* _Exercise instructions_: Without the pictures, can you quote each line below exactly?

* _Material provided_:

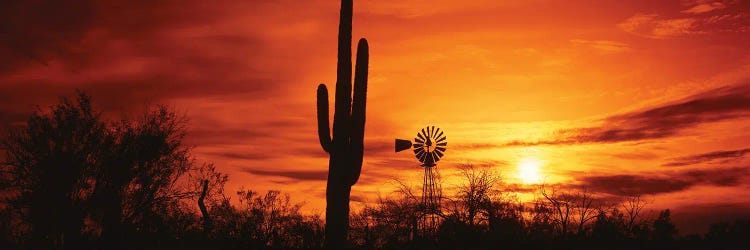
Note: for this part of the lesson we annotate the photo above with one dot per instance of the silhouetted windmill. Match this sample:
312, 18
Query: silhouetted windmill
429, 146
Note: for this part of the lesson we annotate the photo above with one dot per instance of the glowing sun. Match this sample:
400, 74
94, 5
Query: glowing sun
528, 170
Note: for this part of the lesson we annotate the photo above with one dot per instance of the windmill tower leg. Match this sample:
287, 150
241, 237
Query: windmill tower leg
430, 203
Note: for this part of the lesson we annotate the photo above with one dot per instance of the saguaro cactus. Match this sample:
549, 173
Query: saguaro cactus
345, 148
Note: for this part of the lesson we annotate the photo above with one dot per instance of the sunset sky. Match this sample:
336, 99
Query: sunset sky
622, 97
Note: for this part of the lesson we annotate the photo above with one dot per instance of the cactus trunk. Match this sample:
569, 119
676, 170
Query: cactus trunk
346, 147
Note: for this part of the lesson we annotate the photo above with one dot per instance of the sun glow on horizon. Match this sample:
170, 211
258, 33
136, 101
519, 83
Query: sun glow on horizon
528, 170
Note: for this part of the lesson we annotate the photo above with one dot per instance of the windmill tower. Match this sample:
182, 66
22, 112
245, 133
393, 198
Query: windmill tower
429, 146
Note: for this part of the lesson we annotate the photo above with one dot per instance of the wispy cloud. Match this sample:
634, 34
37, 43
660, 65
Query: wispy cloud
722, 156
656, 183
710, 21
299, 175
704, 7
602, 46
652, 26
667, 120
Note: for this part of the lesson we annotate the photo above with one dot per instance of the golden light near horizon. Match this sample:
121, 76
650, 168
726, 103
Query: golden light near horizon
528, 170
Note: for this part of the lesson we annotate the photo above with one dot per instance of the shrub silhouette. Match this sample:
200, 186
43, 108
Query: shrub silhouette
346, 146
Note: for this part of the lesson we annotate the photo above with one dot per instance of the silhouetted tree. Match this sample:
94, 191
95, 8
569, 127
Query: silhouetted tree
50, 161
562, 205
473, 199
664, 229
346, 147
72, 174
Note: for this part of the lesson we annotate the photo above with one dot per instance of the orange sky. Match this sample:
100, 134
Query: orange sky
648, 97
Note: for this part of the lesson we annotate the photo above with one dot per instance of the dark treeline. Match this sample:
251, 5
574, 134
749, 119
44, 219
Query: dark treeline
72, 180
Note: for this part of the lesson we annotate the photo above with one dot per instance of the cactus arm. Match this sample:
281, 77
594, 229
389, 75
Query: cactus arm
358, 109
324, 130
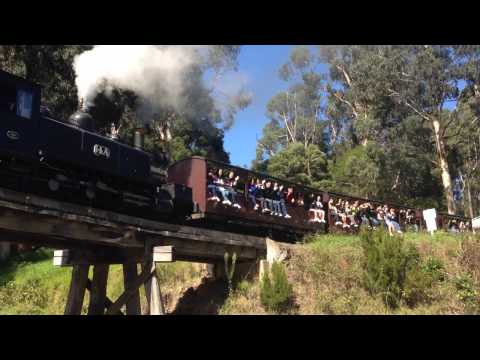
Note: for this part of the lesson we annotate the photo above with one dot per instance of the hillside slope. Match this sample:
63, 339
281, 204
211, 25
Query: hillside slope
326, 274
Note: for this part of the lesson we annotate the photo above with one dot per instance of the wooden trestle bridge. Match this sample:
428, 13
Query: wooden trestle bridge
92, 237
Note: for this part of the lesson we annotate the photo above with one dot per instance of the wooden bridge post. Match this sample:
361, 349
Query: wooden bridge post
152, 291
76, 293
98, 291
130, 274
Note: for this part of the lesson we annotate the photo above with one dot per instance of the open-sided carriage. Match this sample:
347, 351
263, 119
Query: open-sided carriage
194, 173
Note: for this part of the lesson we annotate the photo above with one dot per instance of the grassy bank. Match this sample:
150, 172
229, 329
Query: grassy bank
31, 285
327, 278
326, 274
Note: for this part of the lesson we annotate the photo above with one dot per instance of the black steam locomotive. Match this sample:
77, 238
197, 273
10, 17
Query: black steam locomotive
71, 161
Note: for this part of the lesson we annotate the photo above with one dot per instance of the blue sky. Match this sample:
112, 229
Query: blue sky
260, 64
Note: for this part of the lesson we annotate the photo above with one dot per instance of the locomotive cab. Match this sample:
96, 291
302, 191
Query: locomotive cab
19, 115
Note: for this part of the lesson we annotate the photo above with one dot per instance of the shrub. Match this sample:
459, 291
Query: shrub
467, 294
470, 256
386, 262
276, 293
434, 268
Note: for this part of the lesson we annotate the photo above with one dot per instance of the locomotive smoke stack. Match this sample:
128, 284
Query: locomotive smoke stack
82, 119
139, 139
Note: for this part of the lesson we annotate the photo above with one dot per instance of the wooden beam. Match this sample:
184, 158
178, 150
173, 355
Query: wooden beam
130, 274
108, 302
76, 293
152, 290
99, 256
127, 294
163, 254
98, 293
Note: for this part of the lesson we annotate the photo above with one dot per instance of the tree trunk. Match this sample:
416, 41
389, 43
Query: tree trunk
442, 156
469, 197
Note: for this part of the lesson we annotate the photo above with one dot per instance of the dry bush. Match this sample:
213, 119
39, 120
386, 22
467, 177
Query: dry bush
469, 257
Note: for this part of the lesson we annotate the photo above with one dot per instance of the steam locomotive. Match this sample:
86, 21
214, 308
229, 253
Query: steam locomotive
70, 160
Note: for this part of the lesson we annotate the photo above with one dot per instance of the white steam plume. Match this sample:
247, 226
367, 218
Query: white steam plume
163, 77
155, 73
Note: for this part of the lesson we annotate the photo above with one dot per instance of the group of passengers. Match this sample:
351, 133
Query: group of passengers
264, 195
270, 197
353, 214
222, 187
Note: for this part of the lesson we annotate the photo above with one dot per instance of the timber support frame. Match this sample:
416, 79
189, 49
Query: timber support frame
99, 303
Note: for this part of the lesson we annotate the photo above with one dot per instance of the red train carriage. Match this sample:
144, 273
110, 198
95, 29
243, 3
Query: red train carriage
241, 211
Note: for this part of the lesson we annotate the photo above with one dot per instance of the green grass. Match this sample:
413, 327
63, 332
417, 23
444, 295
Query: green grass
30, 284
326, 274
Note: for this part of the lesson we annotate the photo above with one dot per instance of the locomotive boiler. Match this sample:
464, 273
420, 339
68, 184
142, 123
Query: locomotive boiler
71, 161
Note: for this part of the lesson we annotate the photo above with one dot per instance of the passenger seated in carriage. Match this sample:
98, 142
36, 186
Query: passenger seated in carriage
267, 196
214, 191
230, 184
334, 211
283, 199
410, 219
316, 207
253, 192
392, 222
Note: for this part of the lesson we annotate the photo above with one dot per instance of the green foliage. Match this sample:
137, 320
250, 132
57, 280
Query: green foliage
467, 293
276, 293
230, 270
434, 268
386, 262
299, 164
421, 279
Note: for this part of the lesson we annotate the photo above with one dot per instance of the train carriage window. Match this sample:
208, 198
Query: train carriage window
8, 99
24, 103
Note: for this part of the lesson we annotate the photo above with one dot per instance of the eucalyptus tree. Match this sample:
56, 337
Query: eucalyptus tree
296, 129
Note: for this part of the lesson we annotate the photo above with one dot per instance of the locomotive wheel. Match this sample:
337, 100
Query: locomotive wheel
53, 185
90, 192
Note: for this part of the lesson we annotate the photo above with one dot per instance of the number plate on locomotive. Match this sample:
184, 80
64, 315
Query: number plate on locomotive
100, 150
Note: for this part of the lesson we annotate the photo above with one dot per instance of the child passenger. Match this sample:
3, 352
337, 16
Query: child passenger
317, 208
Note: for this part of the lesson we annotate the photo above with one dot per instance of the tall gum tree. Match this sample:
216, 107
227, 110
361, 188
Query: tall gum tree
296, 116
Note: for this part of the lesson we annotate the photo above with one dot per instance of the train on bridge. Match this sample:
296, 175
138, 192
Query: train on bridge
69, 159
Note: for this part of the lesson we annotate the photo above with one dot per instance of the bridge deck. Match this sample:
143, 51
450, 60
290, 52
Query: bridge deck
45, 222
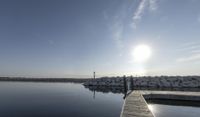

* _Answer for this exercise_:
Note: for this part of the lesson we annotate the photo above with one dot per instance of the silhouetted windmill. Match this sample:
312, 18
Query: silhouetted windmill
429, 146
Note: for this part of the lesson we annotate the photo above with one dot per instance of the glowing sun. Match this sample:
400, 74
94, 5
Query: glowing sun
528, 170
Note: for this part of the lesson we annotate the photo above with one dot per instance of the windmill tower leg. Match this sample:
287, 150
241, 237
Query: windmill tower leg
430, 203
Note: for this part of the lesson we annotate the photo above with one dot per instance of the saguaro cactus. Match this sample:
549, 173
Query: saguaro cactus
345, 148
Note: for this part of the lesson we annotate the photo above with one dot per instance of the sunset sky. Match this sample:
336, 99
Query: sunset sky
622, 97
Note: for this part of the lesson we annotate the photo above with one dot per instance of the cactus trunk. Match this sample:
569, 119
676, 170
Query: cactus trunk
346, 147
Note: for this part of the lesson we annotate the photo above with one dot per instance of the sun glow on horizon. Match this sample:
170, 211
258, 33
136, 101
519, 83
Query: sun glow on horizon
528, 170
Note: for this part of the lesson we annotate the photo above with one dot per instance of the windmill tower. Match this sample:
182, 66
22, 112
245, 133
393, 198
Query: windmill tower
429, 146
Note: for this part of the lesson we annotate the photo above with one dot per instance of the wispy cloud. Match this sample:
634, 34
37, 43
660, 65
Query: wispy cloud
722, 156
656, 183
710, 21
299, 175
704, 7
602, 46
652, 26
667, 120
Note: for this part of the lesson we annotate the photo above with one dot per instance of the golden light near horizon. Match this sample:
121, 76
650, 168
726, 103
Query: golden light near horizon
528, 170
Note: for this part of the lesson we annotate the photo above with one dot per instance of the shrub silhouette. Match this sample:
200, 186
43, 108
Query: shrub silhouette
346, 146
Note: for this part of the lesson we annotate the photo above with one dot per instance of the silhouetted tree. Match this sample:
94, 191
95, 8
569, 127
Query: silhouetted tree
50, 161
562, 205
473, 199
664, 229
346, 147
72, 174
Note: for this part of the lesson we annotate the photo above with one dot per instance of the orange sky. Match this sample:
100, 134
Query: orange sky
648, 97
Note: for this part of the lesson we annotate the photo above with one dot per instance of the dark treeline. Match this sample:
251, 5
574, 134
749, 119
44, 219
Query: dark treeline
72, 180
Note: for this part of the lesson we annotate the photo above with one dot per instance of the cactus arm. Match this sample:
281, 77
594, 229
389, 75
Query: cactus arm
358, 109
324, 130
Note: for this part of the lesson we annotate the photo above with one dot per instance of the hillside slope. Match this sample:
63, 339
281, 204
211, 25
Query: hillside slope
326, 274
Note: for this part of the lesson we annotate the photo above with one dot per instance of the wooden trestle bridge. Match this sample:
428, 13
Query: wooden trestle bridge
92, 237
Note: for this part of the lesson we annotate the photo above with one dot per instance of the wooden bridge post. Match this sample:
361, 349
Query: wooden bridge post
152, 291
76, 293
98, 291
130, 274
Note: for this part of the lesson we annotate the photo above with one dot per instance of the open-sided carriage. Match this sample:
347, 351
263, 119
Query: open-sided carriage
194, 173
Note: for this part of the lesson we annotate the photo above with one dot per instance of the grassy bank. Match this sample:
150, 172
229, 329
Query: grassy bank
31, 285
327, 278
326, 274
Note: for this part of the lesson we annotate the photo above with one dot per instance of the black steam locomotive. Match this sample:
77, 238
197, 273
10, 17
Query: black steam locomotive
71, 161
Note: for this part of the lesson we annotate the photo above with one dot per instance of the blue sky. Match this sample:
112, 229
Query: blue sky
260, 64
Note: for this part of the lesson we annotate the photo above with one dot per instance of the locomotive cab. Match this sample:
96, 291
302, 191
Query: locomotive cab
19, 115
Note: for this part of the lesson we annotate the photo above with one dot per instance of the shrub. Match this sample:
459, 291
Query: shrub
467, 294
470, 256
386, 262
276, 293
434, 268
Note: for this part of the lesson we annotate the photo above with one dot per instance of the locomotive smoke stack. Match this sample:
128, 284
Query: locomotive smoke stack
82, 119
139, 139
Note: for this part of the lesson we annotate the photo above with one dot per instance of the wooden beam. Match this sample:
184, 158
178, 150
173, 355
Query: wooden beam
130, 274
108, 302
76, 293
152, 290
99, 256
127, 294
163, 254
98, 293
Note: for this part of the lesson we annotate the photo above with one dot per instance of the tree trunk. Match this sample:
416, 41
389, 43
Query: tree trunk
442, 156
469, 197
Note: for this part of the lesson we annotate the photo above with one dot per instance of the dry bush. Match this sample:
213, 119
39, 120
386, 22
467, 177
Query: dry bush
469, 257
Note: for this part of the lesson we annotate the photo above with one dot per instance of the steam locomotive. Match this sample:
86, 21
214, 308
229, 253
Query: steam locomotive
70, 160
Note: for this part of the lesson we annotate the photo above with one dot per instance of the white steam plume. Match this sample:
247, 226
367, 218
Query: white steam plume
163, 77
155, 73
Note: for this part of the lesson we annotate the photo above with one dot per instance of the group of passengers. Match this sample:
351, 133
Query: group of passengers
264, 195
270, 197
353, 214
222, 187
Note: for this part of the lesson we annotate the photo above with one dot per instance of the timber support frame. Match this sample:
416, 79
189, 49
Query: timber support frame
99, 303
Note: for this part of the lesson we annotate the photo above with one dot per instance of the red train carriage. Match this sample:
144, 273
110, 198
95, 29
243, 3
Query: red train carriage
241, 211
Note: for this part of the lesson we annotate the photo above with one dot per instance of the green grass. Match this sample:
413, 327
63, 332
417, 23
444, 295
Query: green grass
30, 284
326, 274
Note: for this part of the lesson we annotate the photo above with one dot per instance of the locomotive boiler. Match this sample:
464, 273
420, 339
68, 184
142, 123
Query: locomotive boiler
71, 161
Note: for this part of the lesson we annotate the photo above with one dot per instance of the passenger seated in carriage. Match this sample:
98, 142
36, 186
Query: passenger seated in carriage
267, 196
214, 191
230, 184
334, 211
283, 199
410, 219
316, 207
253, 192
392, 222
Note: for this part of the lesson we annotate the photo above with one dot per instance of the green foliage. Match this sample:
137, 320
250, 132
57, 280
Query: green foliage
467, 293
276, 293
230, 270
434, 268
386, 262
299, 164
421, 279
Note: for this part of the lesson we annotate the photo above with one dot per instance of the train carriage window. Match this sample:
208, 198
Query: train carriage window
8, 99
24, 103
Note: for this part of the lesson we annotate the photo above with one dot per instance of the eucalyptus tree. Match this sample:
56, 337
Query: eucalyptus tree
296, 129
Note: for this part of the lesson we annotate the photo above with one dot per instance of the locomotive wheel. Match this sample:
337, 100
Query: locomotive wheel
53, 185
90, 192
Note: for this part of the lesson we annotate the photo above with one dot per instance of the number plate on locomotive. Match this sample:
184, 80
64, 315
Query: number plate on locomotive
100, 150
Note: for this part of the lesson we annotate the photo above with one dot per instance of the child passenger. Match this sample:
3, 352
337, 16
Query: child passenger
317, 208
Note: for this part of the lesson we annotate the photo above with one dot per instance of the tall gum tree. Match this sample:
216, 107
227, 110
361, 188
Query: tall gum tree
296, 116
Note: for this part of the lesson we annotate the photo above with one dot per instance of the train on bridge. Match this sample:
296, 175
138, 192
Query: train on bridge
69, 159
Note: for this part of the lesson we annotate the photo above with one dot per instance of the bridge deck. Match this sample:
143, 51
450, 60
290, 52
Query: bridge deck
45, 222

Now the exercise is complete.